- **Yapılacak Görevler**
(a) Verilen metinde “Bediüzzaman, İkinci Meşrûtiyet’in ilanından sonra” sözleriyle başlayan paragrafı ana bilgilerini koruyarak kısa maddeler hâlinde yeniden yazın.
(b) Verilen metni “Hürriyet, imânın bir” sözlerinin geçtiği yerden başlayarak aynen aktarın ve “diye ihtâr ediyordu.” sözlerinden sonra durun.
======== Verilen Metin ========
Hürriyet, imânın bir hassasıdır
Bediüzzaman, İkinci Meşrûtiyet’in ilanından sonra hürriyeti sû-i tefsîr etmemek ve meşrûtiyeti, meşrûtiyet-i meşrûa olarak kabul etmek lâzım geldiğini ileri sürerek bu hususta dinî gazetelerde makàleler neşrediyor ve hitabelerde bulunuyordu. Bu makàle ve hitabeleri, emsalsiz denecek kadar beliğ ve muknî idi. Ehl-i ilim ve ehl-i siyâset, Bediüzzaman’ın bu yazılarından ve derslerinden çok istifade etmişlerdir. O zamandaki intibah-ı millîyi, Anadolu ve Asya’nın saadet-i dünyeviyesinin fecr-i sâdıkı olarak müjde veriyor, fakat elden kaçmaması için evâmir-i şer’iyeyi çabuk imtisal etmenin zarûrî olduğunu ileri sürüyordu. “Eğer meşrûtiyeti, hürriyet-i şer’iyeyle kabul etmezsek ve öyle tatbik edilmezse, elimizden kaçacak, müstebid bir idareye yerini terk edecek”[12] diye ihtâr ediyordu.
Bediüzzaman, genç yaşlarından beri hürriyet aşığı bir insandı. “Genç Said, fıtraten bir kànun altında yaşamayı ve harekâtının tahdit olunmasını sevmez, her hâlinde, her hareketinde gayet serbest olmasını arzu eder ve daima “Ben hürriyet ve serbestiyetimi hiçbir keyfî kànunla tahdit ettirmem.” derdi. Bunun içindir ki, ilk İstanbul’a teşriflerinde yine her kayıttan uzak kalmakta ısrar etmiş ve hayatının bütün safhalarında bu vaziyet müşahede edilmiştir. Ondaki bu serbestiyet ve hürriyet aşkı, hayatının yarısından sonra Avrupa’dan gelen müthiş bir dalâlet ve zındıka taarruzuna karşı koymayı ve felsefe-i tabiiyeden doğan dehşetli bir istibdad-ı mutlakın hilâf-ı Kur’ân prensiplerine boyun eğmemeyi, onlara itaat etmemeyi ve hakikî hürriyet-i meşrua olan İslâmî hürriyet ve medeniyete çalışmayı netice vermiştir.”[13]
İslâmiyet’in bir fedaisinin ifadesiyle “Hürriyet Rahmân’ın ihsânıdır, zira o imânın bir hassası ve seçkin bir özelliğidir.” Bediüzzaman da “Nasıl hürriyet imânın hassasıdır? Sualine şöyle cevap verir: “Zira, rabıta-i imân ile Sultan-ı Kâinata hizmetkâr olan adam, başkasına tezellül ile tenezzül etmeye ve başkasının tahakküm ve istibdadı altına girmeye o adamın izzet ve şehamet-i imâniyesi bırakmadığı gibi; başkasının hürriyet ve hukûkuna tecavüz etmeyi dahi, o adamın şefkat-i imâniyesi bırakmaz. Evet, bir padişahın doğru bir hizmetkârı, bir çobanın tahakkümüne tezellül etmez. Bir bîçareye tahakküme dahi o hizmetkâr tenezzül etmez. Demek imân ne kadar mükemmel olursa, o derece hürriyet parlar. İşte Asr-ı Saâdet…”[14] Ayrıca “şefkat-i imâniyeden tevellüd eden hürriyet-i şer’iyedir ki, o hürriyet-i şer’iye, âdâb‑ı şer’iye ile süslenip garp medeniyet-i sefihanesindeki seyyiatı atmaktır.”[15] ifadeleri ile imân ile hürriyetin parladığına ve insanın hayvanlıktan çıkıp hakiki insaniyete kavuşacağına işaret eder. Evet, imân ile hürriyet arasındaki bu mükemmel tarif, öncelikle âlem-i islâm’da ve insanlıkta makes bulmalı ki; insan hakikî insanlık mertebesine ulaşsın, tam ve mükemmel hürriyeti yaşasın.
======== Veri Kesiti ========
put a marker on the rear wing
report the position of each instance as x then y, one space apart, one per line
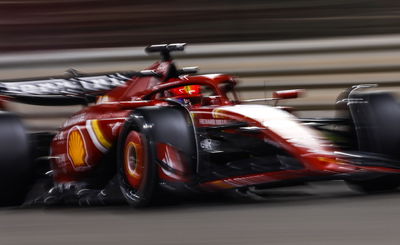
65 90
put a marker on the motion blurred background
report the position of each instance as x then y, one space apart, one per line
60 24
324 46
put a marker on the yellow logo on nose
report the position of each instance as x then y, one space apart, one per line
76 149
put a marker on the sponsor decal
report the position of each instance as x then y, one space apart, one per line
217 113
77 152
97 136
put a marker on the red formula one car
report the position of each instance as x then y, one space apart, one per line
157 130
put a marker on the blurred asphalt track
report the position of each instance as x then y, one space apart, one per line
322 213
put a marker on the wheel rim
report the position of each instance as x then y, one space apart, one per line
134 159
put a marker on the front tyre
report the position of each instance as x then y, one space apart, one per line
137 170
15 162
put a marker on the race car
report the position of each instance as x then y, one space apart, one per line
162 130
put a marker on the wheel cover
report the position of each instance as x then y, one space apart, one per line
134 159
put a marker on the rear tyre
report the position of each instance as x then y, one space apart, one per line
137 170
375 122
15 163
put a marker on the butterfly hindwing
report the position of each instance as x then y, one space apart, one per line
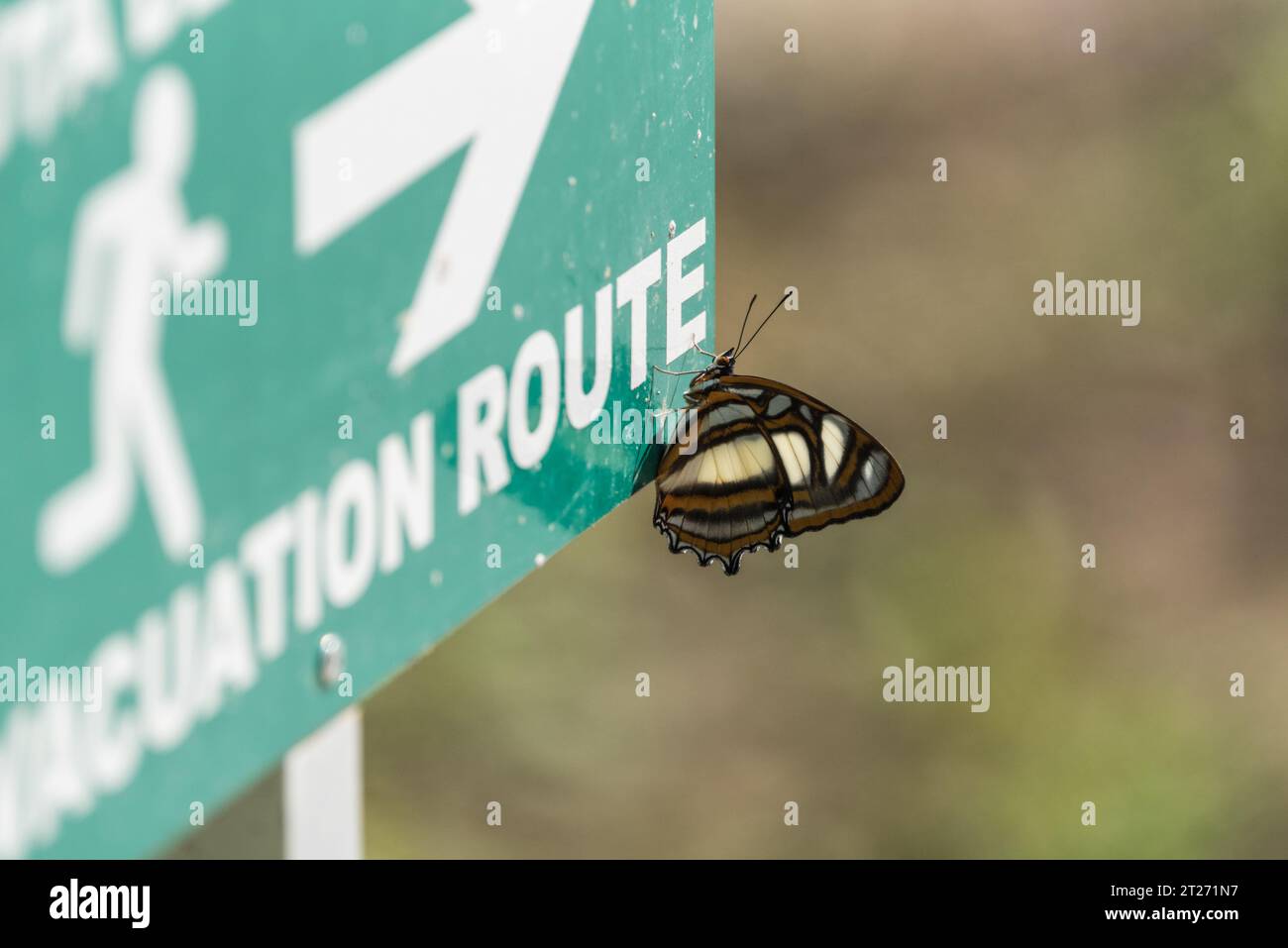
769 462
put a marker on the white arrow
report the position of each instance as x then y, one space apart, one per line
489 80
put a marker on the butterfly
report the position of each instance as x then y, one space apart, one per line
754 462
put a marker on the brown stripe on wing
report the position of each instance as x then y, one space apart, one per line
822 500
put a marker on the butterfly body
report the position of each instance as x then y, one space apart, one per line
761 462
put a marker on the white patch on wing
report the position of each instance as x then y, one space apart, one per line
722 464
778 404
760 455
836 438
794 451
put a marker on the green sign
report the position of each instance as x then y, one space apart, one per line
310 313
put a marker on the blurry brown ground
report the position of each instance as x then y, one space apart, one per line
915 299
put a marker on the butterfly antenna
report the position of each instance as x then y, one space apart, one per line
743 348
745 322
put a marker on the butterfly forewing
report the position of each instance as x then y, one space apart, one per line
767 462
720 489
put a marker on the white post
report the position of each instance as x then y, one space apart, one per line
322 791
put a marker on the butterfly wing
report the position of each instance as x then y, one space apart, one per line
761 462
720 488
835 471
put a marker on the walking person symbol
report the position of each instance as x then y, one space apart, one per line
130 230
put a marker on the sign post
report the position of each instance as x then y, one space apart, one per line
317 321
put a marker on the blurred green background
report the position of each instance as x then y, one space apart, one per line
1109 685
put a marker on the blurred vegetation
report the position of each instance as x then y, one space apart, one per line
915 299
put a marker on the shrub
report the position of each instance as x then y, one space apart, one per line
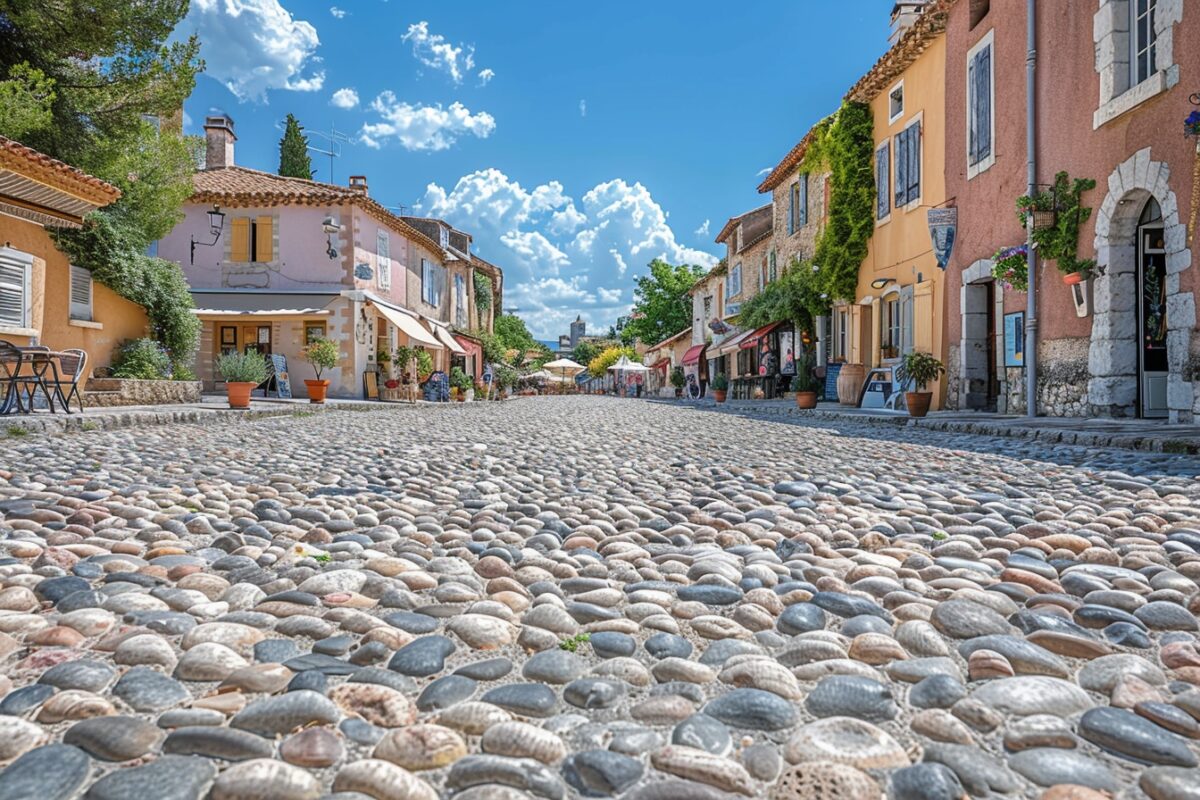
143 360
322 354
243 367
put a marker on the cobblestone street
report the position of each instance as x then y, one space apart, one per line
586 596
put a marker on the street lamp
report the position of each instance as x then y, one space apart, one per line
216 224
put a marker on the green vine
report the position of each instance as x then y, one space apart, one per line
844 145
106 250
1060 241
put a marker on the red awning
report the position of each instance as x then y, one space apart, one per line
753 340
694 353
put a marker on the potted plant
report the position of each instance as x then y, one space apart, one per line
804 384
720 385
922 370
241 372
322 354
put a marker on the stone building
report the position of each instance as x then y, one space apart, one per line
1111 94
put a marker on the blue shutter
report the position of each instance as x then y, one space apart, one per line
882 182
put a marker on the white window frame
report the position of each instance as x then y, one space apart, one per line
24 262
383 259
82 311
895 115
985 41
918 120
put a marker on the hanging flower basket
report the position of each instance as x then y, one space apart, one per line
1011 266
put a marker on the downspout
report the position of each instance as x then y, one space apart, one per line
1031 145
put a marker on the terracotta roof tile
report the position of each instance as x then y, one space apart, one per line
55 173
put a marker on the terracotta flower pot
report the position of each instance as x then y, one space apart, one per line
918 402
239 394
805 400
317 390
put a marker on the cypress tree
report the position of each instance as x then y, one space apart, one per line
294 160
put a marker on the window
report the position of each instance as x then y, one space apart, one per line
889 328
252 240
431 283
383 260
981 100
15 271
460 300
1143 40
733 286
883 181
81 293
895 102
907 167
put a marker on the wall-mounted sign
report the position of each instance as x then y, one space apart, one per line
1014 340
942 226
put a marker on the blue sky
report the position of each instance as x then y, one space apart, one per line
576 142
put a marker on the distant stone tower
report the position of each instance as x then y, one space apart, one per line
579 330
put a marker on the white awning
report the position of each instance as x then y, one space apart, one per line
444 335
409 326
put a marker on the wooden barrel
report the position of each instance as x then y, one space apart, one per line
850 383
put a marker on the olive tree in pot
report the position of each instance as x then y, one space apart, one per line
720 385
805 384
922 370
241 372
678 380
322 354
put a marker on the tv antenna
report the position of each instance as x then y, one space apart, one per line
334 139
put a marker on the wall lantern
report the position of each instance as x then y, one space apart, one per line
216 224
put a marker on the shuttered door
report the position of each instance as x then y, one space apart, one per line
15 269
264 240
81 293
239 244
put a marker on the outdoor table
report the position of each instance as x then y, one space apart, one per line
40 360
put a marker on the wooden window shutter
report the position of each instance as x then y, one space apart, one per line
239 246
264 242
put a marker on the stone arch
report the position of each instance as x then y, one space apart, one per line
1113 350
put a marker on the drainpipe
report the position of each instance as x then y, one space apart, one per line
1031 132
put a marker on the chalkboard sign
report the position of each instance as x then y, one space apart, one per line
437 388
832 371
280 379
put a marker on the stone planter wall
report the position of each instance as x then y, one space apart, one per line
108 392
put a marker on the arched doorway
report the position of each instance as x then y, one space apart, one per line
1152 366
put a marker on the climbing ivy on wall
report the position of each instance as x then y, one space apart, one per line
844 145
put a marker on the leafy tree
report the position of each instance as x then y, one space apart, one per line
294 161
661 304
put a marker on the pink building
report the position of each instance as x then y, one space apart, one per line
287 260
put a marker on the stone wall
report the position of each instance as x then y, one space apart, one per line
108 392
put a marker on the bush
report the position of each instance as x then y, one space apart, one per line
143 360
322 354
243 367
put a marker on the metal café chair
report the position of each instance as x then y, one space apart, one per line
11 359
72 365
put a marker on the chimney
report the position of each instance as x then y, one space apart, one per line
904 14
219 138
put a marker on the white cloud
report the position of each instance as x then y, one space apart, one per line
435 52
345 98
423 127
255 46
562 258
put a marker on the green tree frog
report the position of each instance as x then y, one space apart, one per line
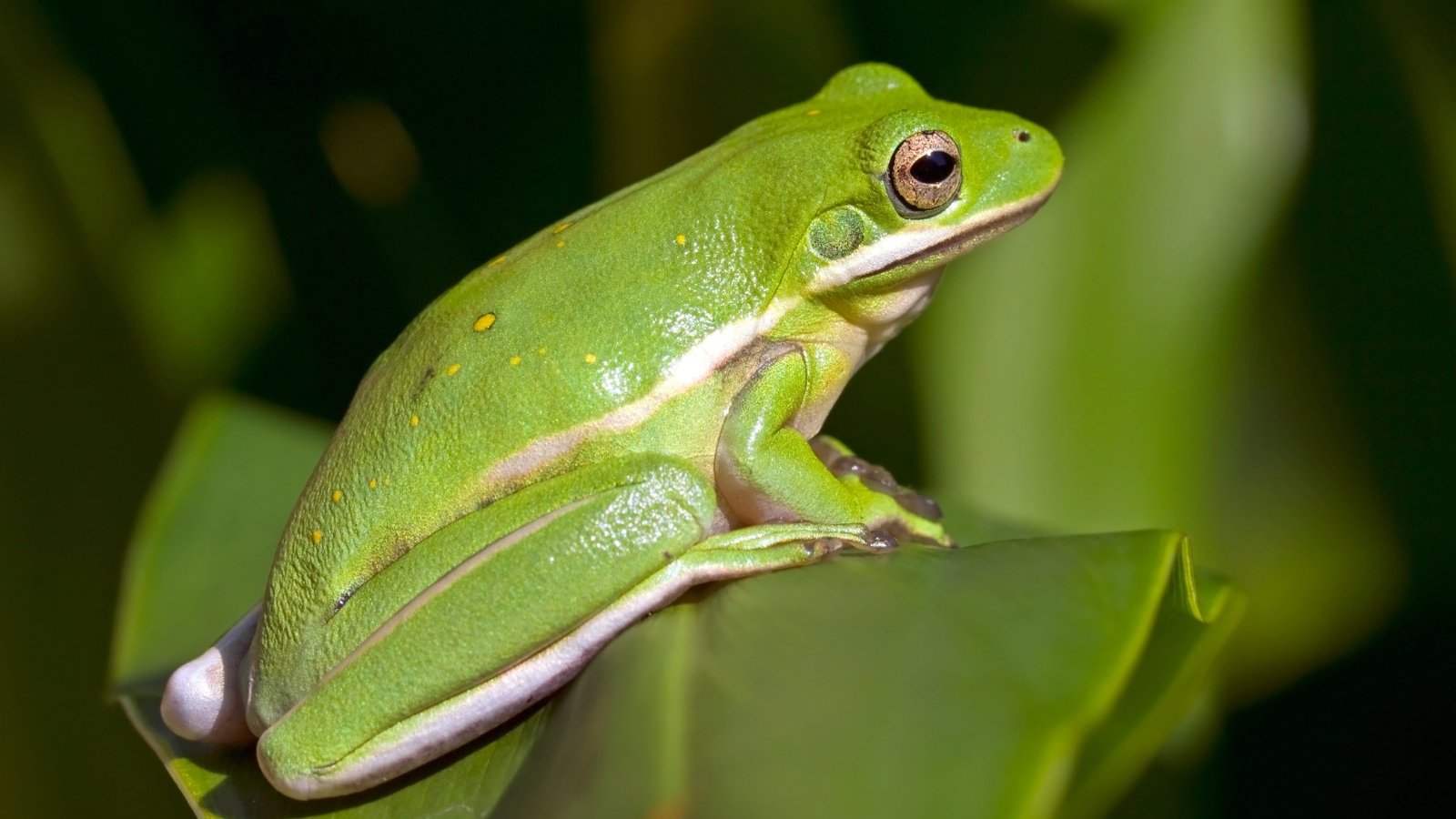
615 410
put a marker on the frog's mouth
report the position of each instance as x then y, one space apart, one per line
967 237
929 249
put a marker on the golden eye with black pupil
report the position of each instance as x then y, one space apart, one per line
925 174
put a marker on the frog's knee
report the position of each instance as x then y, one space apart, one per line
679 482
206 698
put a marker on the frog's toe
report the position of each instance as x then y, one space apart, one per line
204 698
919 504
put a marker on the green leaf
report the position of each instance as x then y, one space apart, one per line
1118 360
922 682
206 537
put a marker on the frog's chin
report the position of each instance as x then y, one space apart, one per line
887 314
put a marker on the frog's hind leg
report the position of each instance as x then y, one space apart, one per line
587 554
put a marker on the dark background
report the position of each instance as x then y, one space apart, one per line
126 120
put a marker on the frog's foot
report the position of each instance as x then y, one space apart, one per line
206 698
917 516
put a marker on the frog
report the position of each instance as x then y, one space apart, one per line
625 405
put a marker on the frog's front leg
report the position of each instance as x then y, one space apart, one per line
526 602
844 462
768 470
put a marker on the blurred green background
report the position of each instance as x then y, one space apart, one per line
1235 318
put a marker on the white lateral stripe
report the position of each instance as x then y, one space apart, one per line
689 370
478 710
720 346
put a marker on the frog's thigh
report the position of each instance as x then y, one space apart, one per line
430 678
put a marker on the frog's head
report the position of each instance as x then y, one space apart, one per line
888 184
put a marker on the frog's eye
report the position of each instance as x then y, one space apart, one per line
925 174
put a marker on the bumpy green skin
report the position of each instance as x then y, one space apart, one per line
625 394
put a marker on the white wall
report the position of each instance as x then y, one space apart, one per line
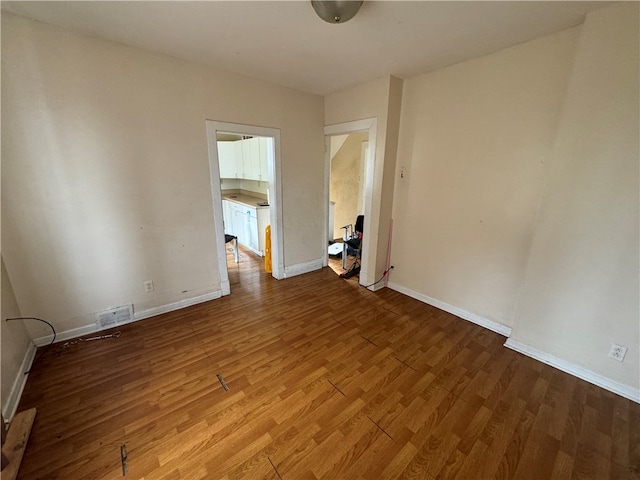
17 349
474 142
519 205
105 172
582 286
========
- **Alıştırma Çözümleri**
(a)
- İkinci Meşrutiyet'in ilanından sonra Bediüzzaman, hürriyetin yanlış yorumlanmaması ve meşrutiyetin meşru bir meşrutiyet olarak kabul edilmesi gerektiğini savundu. Bu görüşle dinî gazetelerde makaleler yayımladı ve konuşmalar yaptı.
- Bu makale ve konuşmalar eşsiz denecek kadar etkili ve ikna ediciydi. İlim ve siyaset ehli bunlardan çok yararlandı.
- Dönemin millî uyanışını Anadolu ve Asya'nın dünyevi mutluluğunun şafağı olarak müjdeledi. Bu fırsatın kaçırılmaması için şer'î emirlere çabucak uyulması gerektiğini söyledi.
- Meşrutiyet şer'î hürriyetle kabul edilip öyle uygulanmazsa elden kaçacağını ve yerini müstebit bir idareye bırakacağını hatırlattı.

(b)
Hürriyet, imânın bir hassasıdır
Bediüzzaman, İkinci Meşrûtiyet’in ilanından sonra hürriyeti sû-i tefsîr etmemek ve meşrûtiyeti, meşrûtiyet-i meşrûa olarak kabul etmek lâzım geldiğini ileri sürerek bu hususta dinî gazetelerde makàleler neşrediyor ve hitabelerde bulunuyordu. Bu makàle ve hitabeleri, emsalsiz denecek kadar beliğ ve muknî idi. Ehl-i ilim ve ehl-i siyâset, Bediüzzaman’ın bu yazılarından ve derslerinden çok istifade etmişlerdir. O zamandaki intibah-ı millîyi, Anadolu ve Asya’nın saadet-i dünyeviyesinin fecr-i sâdıkı olarak müjde veriyor, fakat elden kaçmaması için evâmir-i şer’iyeyi çabuk imtisal etmenin zarûrî olduğunu ileri sürüyordu. “Eğer meşrûtiyeti, hürriyet-i şer’iyeyle kabul etmezsek ve öyle tatbik edilmezse, elimizden kaçacak, müstebid bir idareye yerini terk edecek”[12] diye ihtâr ediyordu.